## Written task:
Rewrite all of the lines below, requests included. Shift every x and y coordinate in the answers by adding 39 to it.
--- start of Records shown ---
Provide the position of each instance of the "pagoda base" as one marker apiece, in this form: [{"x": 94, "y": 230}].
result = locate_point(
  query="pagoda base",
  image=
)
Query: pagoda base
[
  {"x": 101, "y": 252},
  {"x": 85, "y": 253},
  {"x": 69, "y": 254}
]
--- end of Records shown ---
## The answer:
Provide the position of each instance of the "pagoda base" as one marker apiece, in this form: [{"x": 94, "y": 230}].
result = locate_point(
  query="pagoda base",
  image=
)
Query: pagoda base
[
  {"x": 140, "y": 291},
  {"x": 124, "y": 292},
  {"x": 108, "y": 293}
]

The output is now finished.